## Provided passage
## Start
High webserver load (hitting 100)

February 16, 201510 yr

Author

I am ignoring the flame war above. I am seasoned enough to read everything and make my own mind. Don't worry about it.

I am also moving from Xcache to Memcached, I opened a new thread with my current questions about it: http://community.invisionpower.com/topic/407306-questions-on-memcached/

@RevengeFNF we already use Percona (5.6.22 at this moment) with XtraDB. Should I upgrade to MariaDB?

Thanks for pointing out that I am running an outdated version of mysqltuner.

February 16, 201510 yr

Please stop guys, both of you are trying to help here, however you are both assuming and guessing on a lot of items here, the only way to really know what's going on here is for a systems admin to look at the server directly.

We all appreciate that you guys are trying to help here, however jabbing at each other isn't helping anyone.

February 16, 201510 yr

Gabrial, the differences between Mariadb and Percona are not going to be enough to warrant the trouble changing imo, I use both, and they are both performing great.

February 16, 201510 yr

Please stop guys, both of you are trying to help here, however you are both assuming and guessing on a lot of items here, the only way to really know what's going on here is for a systems admin to look at the server directly.

I am not wildly guessing at anything, nor am I telling him to wildly increase values without knowing what the consequences of those changes will be. This is why I also offered to look into the issue myself.

You are plenty experienced yourself, I find it hard to believe you don't share some amount of sentiment with my frustration, even if you have far more patience than I do and professionality not to openly admit or display it. (I'm not going to continue this here, I'll drop it completely after this and I really do apologize for the drama at least.)

RevengeFNF we already use Percona (5.6.22 at this moment) with XtraDB. Should I upgrade to MariaDB?

The two are pretty comparable to one another. It's mostly going to boil down to personal preference.

February 16, 201510 yr

Author

Thanks @Rhett and @Kirito for the feedback.

February 20, 201510 yr

Author

Since my last post I upgraded to PHP 5.6.5 and replaced Xcache with memcached for var cache. Everything was working fine for two days... Until now... See attached screenshot. What is strange is that it is right now 10:20 pm in Brazil, definitely not caused by normal traffic... Running some tests here and will keep you posted...

February 20, 201510 yr

If you are trying everything and you cannot resolve the problem(im guessing you already tried the new configurations for the php-fpm), i would try changing to Apache.
## End
## Objective 1
Report each line of the listing that contains the word "When", matching its case exactly.
## Objective 2
Continue the forum thread on high webserver load, starting after its final post.
The forum thread on high webserver load has no connection to the listing.

## Task data
## Start
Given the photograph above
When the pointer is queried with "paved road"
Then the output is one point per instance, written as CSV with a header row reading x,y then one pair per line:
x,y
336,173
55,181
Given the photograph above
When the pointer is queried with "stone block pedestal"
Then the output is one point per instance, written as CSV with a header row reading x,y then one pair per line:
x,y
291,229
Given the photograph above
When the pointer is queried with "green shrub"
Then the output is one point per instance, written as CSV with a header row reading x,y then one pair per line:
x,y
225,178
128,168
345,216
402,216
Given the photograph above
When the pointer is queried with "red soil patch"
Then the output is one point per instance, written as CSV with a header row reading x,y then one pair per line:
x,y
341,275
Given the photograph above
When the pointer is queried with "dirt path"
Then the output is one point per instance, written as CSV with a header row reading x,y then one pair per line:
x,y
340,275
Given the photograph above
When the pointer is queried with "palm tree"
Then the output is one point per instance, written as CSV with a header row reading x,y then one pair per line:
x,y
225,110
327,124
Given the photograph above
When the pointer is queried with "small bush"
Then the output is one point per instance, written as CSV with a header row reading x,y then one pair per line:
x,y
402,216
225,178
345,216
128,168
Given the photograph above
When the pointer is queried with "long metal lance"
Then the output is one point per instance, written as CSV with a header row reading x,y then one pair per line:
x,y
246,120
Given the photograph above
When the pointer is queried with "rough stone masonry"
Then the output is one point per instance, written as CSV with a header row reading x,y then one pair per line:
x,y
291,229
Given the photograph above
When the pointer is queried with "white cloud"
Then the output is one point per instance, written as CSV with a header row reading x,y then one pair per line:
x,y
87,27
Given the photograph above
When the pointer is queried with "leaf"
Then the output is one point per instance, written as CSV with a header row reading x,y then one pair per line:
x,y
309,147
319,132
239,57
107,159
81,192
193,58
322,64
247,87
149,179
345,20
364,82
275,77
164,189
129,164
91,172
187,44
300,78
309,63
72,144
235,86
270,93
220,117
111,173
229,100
## End
## Output 1
When the pointer is queried with "paved road"
When the pointer is queried with "stone block pedestal"
When the pointer is queried with "green shrub"
When the pointer is queried with "red soil patch"
When the pointer is queried with "dirt path"
When the pointer is queried with "palm tree"
When the pointer is queried with "small bush"
When the pointer is queried with "long metal lance"
When the pointer is queried with "rough stone masonry"
When the pointer is queried with "white cloud"
When the pointer is queried with "leaf"

## Output 2
One thing you know, that situation cannot continue.

February 20, 201510 yr

Author

RevengeFNF

I haven't had tried changing php-fpm.conf as everything was working fine after I upgraded PHP.

I am playing with php-fpm configuration as I write this. Load has dropped to 23 at this time. listen.backlog was not configured and therefore at its default of 128. Changed to -1 and seems to have helped.

February 20, 201510 yr

It's starting to really sound like this could be some kind of network (DDoS) attack.

Can you access the PHP-FPM status page and see how many active processes are spawned?

February 20, 201510 yr

Author

@Kirito that is my best bet at the moment. Will enable the php-fpm status page and will let you know.

February 20, 201510 yr

@Gabriel Torres run this command:

netstat -ntu | awk '{print $5}' | cut -d: -f1 | sort | uniq -c | sort -n

February 20, 201510 yr

Author

@RevengeFNF thanks. I don't see any particular IP doing a lot of requests. However, the tip Kirito gave me regarding enabling php-fpm status was the best so far, as we can see "inside" php-fpm to see exactly what is going on... It should help me out. Thanks.

February 20, 201510 yr

Append "?full" to the end of the status URL (i.e. /status?full) as well, this will show you what the request duration, URI, memory footprint and etc. is for every individual request.

This will give you a lot more to go on if there's a runaway script or anything of the sort causing your server to choke.

Is PHP-FPM the only process on your server behaving erratically?

February 20, 201510 yr

Author

Kirito, I sent you a PM with the link to the php-fpm status on our server, so you can see it by yourself.

And yes, as you can see from the top screenshot, php-fpm is the only process reaching 100% CPU load.

February 20, 201510 yr

Author

There is something wrong... Look now... What is strange is there is no php-fpm process reaching 100% load anymore...

Edit: this particular scenario was caused by the server reaching its pm.max_children limit. I increased it. Let's see what happens.

February 20, 201510 yr

This is why I asked if PHP-FPM was the only process acting erratically.

Have you tested the HDD on your server to make sure it's operating normally? Use the smartmontools to check the status of your servers drives if you have't already, if anything just to rule it out.

smartctl -t long /dev/<device>

Do the server loads remain high even after stopping PHP-FPM?

Nothing else has been acting up on the server? No crashes or anything of the sort?

February 20, 201510 yr

Author

No, if I stop php-fpm, load drops steadly.

My best guess at the moment is that we were receiving a lot of bot/crawler requests at the same time, maxing out the number of process available, and acting as a DDoS attack. We had this problem before, and what I did was to blacklist offending crawlers, such as Baidu. I will add something to our robots.txt to slow down Google to see if it helps.

I had pm.max_children at 120 before, increased to 256 and it was maxed out at the last screenshot (load at 200). Increased again to 512 and load has decreased to 38 at the moment. Still very high.

February 20, 201510 yr

Possibly.

FWIW I don't think setting listen.backlog to -1 actually works. It's documented that it removes the listen queue length, but in my experience it actually doesn't. On the page you linked me in a PM, it still says your listen queue length is 128.

I have this increased to 512 on my forum but ideally you shouldn't be hitting the backlog anyways. If your backlog queue maxes out PHP-FPM should just start refusing connections.

I don't believe Google should be causing you problems. Baidu is extremely spammy, so I can understand it causing issues, but not Google.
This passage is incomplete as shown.